Gather every line in the records below that contains the string "wheel", treating uppercase and lowercase as different.

Records in a dataset
========
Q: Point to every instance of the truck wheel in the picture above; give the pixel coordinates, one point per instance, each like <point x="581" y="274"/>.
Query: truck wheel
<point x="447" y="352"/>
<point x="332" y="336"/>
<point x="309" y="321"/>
========
REPLY
Q: Point to every instance of the truck wheel in the picture above; give the pixel coordinates, one point per instance, each like <point x="581" y="274"/>.
Query: truck wheel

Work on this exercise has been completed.